**Task description:** For each line of the material, write out an exact copy.

**Records supplied:**
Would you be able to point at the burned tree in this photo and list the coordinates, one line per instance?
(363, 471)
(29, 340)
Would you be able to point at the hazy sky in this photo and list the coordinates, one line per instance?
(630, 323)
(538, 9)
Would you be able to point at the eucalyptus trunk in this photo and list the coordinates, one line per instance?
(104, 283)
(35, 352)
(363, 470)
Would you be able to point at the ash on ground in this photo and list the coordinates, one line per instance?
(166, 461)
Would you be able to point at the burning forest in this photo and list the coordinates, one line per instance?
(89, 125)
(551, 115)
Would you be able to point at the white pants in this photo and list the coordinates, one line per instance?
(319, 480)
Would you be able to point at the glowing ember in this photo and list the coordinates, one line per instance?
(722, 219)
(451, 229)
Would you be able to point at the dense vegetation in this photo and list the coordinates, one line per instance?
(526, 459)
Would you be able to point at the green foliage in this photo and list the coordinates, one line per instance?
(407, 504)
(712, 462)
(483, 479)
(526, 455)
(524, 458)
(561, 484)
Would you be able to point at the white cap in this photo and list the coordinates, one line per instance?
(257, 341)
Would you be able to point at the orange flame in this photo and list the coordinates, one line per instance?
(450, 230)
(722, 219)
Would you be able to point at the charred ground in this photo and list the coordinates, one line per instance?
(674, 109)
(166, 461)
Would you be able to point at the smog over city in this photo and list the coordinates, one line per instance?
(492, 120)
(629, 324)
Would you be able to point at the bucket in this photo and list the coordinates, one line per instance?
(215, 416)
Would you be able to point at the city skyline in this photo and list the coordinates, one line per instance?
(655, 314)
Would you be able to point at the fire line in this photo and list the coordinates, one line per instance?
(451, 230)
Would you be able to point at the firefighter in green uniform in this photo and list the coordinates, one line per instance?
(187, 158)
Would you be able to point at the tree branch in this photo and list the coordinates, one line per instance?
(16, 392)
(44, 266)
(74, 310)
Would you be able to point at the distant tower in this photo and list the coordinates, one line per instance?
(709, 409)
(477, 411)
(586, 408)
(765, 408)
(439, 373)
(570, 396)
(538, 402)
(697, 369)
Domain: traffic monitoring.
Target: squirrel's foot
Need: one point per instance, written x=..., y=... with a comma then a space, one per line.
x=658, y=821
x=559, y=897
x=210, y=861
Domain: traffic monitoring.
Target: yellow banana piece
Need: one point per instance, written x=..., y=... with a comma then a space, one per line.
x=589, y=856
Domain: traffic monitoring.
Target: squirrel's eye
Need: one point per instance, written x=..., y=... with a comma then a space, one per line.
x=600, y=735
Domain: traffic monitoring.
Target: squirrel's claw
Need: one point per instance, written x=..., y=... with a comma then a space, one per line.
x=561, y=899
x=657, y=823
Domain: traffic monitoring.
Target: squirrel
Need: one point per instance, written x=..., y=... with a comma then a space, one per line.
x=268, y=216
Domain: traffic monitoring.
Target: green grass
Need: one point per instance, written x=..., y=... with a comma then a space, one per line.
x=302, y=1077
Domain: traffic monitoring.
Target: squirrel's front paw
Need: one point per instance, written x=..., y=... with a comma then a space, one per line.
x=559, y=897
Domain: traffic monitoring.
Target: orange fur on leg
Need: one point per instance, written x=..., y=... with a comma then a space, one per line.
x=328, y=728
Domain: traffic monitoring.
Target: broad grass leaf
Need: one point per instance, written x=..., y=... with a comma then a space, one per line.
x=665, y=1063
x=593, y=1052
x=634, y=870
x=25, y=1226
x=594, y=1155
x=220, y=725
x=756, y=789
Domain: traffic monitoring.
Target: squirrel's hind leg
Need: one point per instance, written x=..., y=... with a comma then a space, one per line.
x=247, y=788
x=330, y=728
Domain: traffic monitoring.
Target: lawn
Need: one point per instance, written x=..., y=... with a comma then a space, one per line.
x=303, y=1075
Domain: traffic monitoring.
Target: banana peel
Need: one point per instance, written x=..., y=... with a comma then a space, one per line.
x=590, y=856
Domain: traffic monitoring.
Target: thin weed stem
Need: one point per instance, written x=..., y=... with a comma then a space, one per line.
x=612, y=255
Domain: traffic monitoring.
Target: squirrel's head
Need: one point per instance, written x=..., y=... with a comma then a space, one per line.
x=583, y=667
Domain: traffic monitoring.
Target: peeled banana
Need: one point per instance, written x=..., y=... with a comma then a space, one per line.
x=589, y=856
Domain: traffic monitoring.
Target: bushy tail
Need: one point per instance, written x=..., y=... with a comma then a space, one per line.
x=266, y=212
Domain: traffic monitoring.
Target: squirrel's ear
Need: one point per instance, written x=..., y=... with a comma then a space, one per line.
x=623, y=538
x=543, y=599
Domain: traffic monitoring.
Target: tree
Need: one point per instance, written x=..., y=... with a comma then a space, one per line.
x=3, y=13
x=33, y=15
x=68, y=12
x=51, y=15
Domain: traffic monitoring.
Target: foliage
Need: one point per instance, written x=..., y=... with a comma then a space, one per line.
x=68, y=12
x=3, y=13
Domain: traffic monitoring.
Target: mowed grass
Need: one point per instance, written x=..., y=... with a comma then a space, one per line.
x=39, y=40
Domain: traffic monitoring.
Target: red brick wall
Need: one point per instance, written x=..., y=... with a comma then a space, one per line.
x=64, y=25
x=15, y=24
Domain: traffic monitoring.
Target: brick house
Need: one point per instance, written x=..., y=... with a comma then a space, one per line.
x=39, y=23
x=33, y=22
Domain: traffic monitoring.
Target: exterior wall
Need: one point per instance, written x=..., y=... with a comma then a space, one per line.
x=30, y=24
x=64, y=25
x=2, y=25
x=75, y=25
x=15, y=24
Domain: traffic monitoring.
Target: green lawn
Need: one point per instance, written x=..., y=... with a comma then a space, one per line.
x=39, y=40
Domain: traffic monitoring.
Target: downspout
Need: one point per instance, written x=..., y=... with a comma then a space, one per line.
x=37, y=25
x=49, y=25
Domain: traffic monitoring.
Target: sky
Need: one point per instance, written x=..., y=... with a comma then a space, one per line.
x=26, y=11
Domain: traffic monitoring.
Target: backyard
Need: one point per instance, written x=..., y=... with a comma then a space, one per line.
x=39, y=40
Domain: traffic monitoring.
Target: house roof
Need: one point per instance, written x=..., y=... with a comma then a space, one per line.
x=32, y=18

**Written response:**
Would you be able to point at the burned tree in this photo and list the coordinates, one line per instance?
(363, 471)
(29, 340)
Would you be able to point at the hazy sky in this photo and list the coordinates, one line per instance?
(630, 323)
(538, 9)
Would you be able to point at the eucalyptus trunk in this photo and list the coordinates, one line per instance?
(104, 283)
(35, 352)
(363, 470)
Would you be able to point at the ash on ground in this photo and list the coordinates, one line per instance?
(166, 461)
Would you be able to point at the burning forest in this photo and list the coordinates, one line per instance?
(89, 125)
(551, 115)
Would you be able to point at the white pants in this photo and list the coordinates, one line per instance?
(319, 480)
Would you be able to point at the glowing ember in this photo and list the coordinates, one line per instance?
(722, 219)
(451, 229)
Would you be able to point at the dense vegetation in this photo and list the coordinates, one line per instance?
(526, 459)
Would you be able to point at the green foliage in this photo and list the coordinates, one line per instance?
(407, 504)
(712, 462)
(483, 479)
(526, 455)
(524, 458)
(561, 484)
Would you be able to point at the white cap in this photo and list the coordinates, one line per instance?
(257, 341)
Would you be able to point at the orange flame in this photo and list the coordinates, one line per instance?
(450, 230)
(722, 219)
Would you be able to point at the charred ground in this photo and list the coordinates, one line per instance?
(674, 109)
(166, 461)
Would you be able to point at the smog over city in this photo and list the coordinates, one line per instance?
(492, 120)
(629, 324)
Would you be able to point at the bucket in this photo and list the coordinates, one line per instance?
(215, 416)
Would you be able to point at the city skyline in this photo and list the coordinates, one line per instance?
(655, 314)
Would you be able to point at the fire line in this photo and list the coordinates, one line per instance?
(451, 230)
Would you be able to point at the firefighter in green uniform in this photo and list the coordinates, one line per instance?
(187, 158)
Would you be able to point at the tree branch in this photo and list the coordinates, one line per instance?
(16, 392)
(44, 266)
(74, 310)
Would you be able to point at the distant tower in this photo and list the coordinates, one line per instance?
(709, 409)
(477, 411)
(586, 408)
(765, 408)
(439, 373)
(570, 396)
(538, 402)
(697, 369)
Domain: traffic monitoring.
Target: squirrel's foot
Need: one point per instance, written x=..., y=... with a comma then a space, one per line.
x=658, y=821
x=559, y=897
x=210, y=861
Domain: traffic monitoring.
Target: yellow banana piece
Need: one point per instance, written x=..., y=... with a comma then a space, one per line.
x=589, y=856
Domain: traffic monitoring.
Target: squirrel's eye
Need: one point per instance, written x=..., y=... with a comma then a space, one per line.
x=600, y=735
Domain: traffic monitoring.
Target: squirrel's claw
Need: one point per instance, written x=..., y=... with a comma then a space, one per line.
x=561, y=899
x=657, y=823
Domain: traffic monitoring.
Target: squirrel
Need: one point per instance, written x=..., y=... with a comma then a space, one per line.
x=268, y=216
Domain: traffic monitoring.
Target: green grass
Need: one point per instance, written x=..., y=... with a comma then a space, one per line.
x=302, y=1077
Domain: traffic monitoring.
Target: squirrel's front paw
Need: one point per instance, written x=..., y=... with a comma then a space, one per line.
x=559, y=897
Domain: traffic monitoring.
Target: orange fur on leg
Need: one point per instance, written x=..., y=... with a comma then a space, one per line.
x=328, y=728
Domain: traffic monitoring.
Target: broad grass leaf
Need: one point per instance, written x=..., y=... with a comma then a space, one per line.
x=665, y=1063
x=593, y=1052
x=634, y=870
x=25, y=1226
x=594, y=1155
x=220, y=725
x=756, y=789
Domain: traffic monitoring.
Target: squirrel's hind leg
Need: one point per instance, written x=..., y=... with a comma then a space, one per line.
x=247, y=788
x=330, y=728
Domain: traffic monitoring.
Target: lawn
Need: one point per instance, written x=..., y=... with a comma then a space, one per line.
x=303, y=1075
Domain: traffic monitoring.
Target: banana peel
Need: one point per instance, written x=..., y=... with a comma then a space, one per line.
x=590, y=856
Domain: traffic monitoring.
Target: thin weed stem
Need: one point per instance, written x=..., y=... with a comma then a space, one per line.
x=612, y=255
Domain: traffic monitoring.
Target: squirrel's head
Need: one point per instance, written x=..., y=... with a comma then a space, one per line.
x=583, y=667
Domain: traffic monitoring.
Target: peeled banana
Need: one point per instance, written x=..., y=... with a comma then a space, one per line.
x=589, y=856
Domain: traffic monitoring.
Target: bushy tail
Need: one point per instance, written x=..., y=... with a comma then a space, one per line.
x=266, y=212
Domain: traffic monitoring.
Target: squirrel's ear
Need: one point per instance, written x=..., y=... with a comma then a space, one per line.
x=623, y=538
x=543, y=599
Domain: traffic monitoring.
Target: tree
Need: one point per instance, written x=..., y=... with a comma then a space, one per line.
x=3, y=13
x=33, y=15
x=68, y=12
x=51, y=15
Domain: traffic monitoring.
Target: foliage
Need: one point per instance, written x=..., y=... with a comma then a space, one per line.
x=68, y=12
x=3, y=13
Domain: traffic monitoring.
Target: mowed grass
Need: one point per instance, written x=..., y=... with a comma then a space, one per line.
x=39, y=40
Domain: traffic monitoring.
Target: red brick wall
Need: one point per instance, written x=..., y=... with a comma then a space, one per line.
x=64, y=25
x=15, y=24
Domain: traffic monitoring.
Target: brick house
Need: one point per instance, written x=..., y=... with a comma then a space, one per line.
x=39, y=23
x=33, y=22
Domain: traffic monitoring.
Target: exterior wall
Need: one point per instance, written x=..., y=... with a comma then a space, one per line.
x=30, y=24
x=64, y=25
x=2, y=25
x=75, y=25
x=15, y=24
Domain: traffic monitoring.
Target: green lawn
Need: one point per instance, written x=..., y=... with a comma then a space, one per line.
x=39, y=40
Domain: traffic monitoring.
Target: downspout
Need: one point per instance, written x=..., y=... with a comma then a space, one per line.
x=37, y=25
x=49, y=25
Domain: traffic monitoring.
Target: sky
Need: one point per instance, written x=..., y=... with a comma then a space, one per line.
x=26, y=11
Domain: traffic monitoring.
Target: backyard
Need: one point per instance, written x=..., y=... with a comma then a space, one per line.
x=39, y=40
Domain: traffic monitoring.
Target: house roof
Need: one point per instance, written x=..., y=... with a comma then a space, one per line.
x=32, y=18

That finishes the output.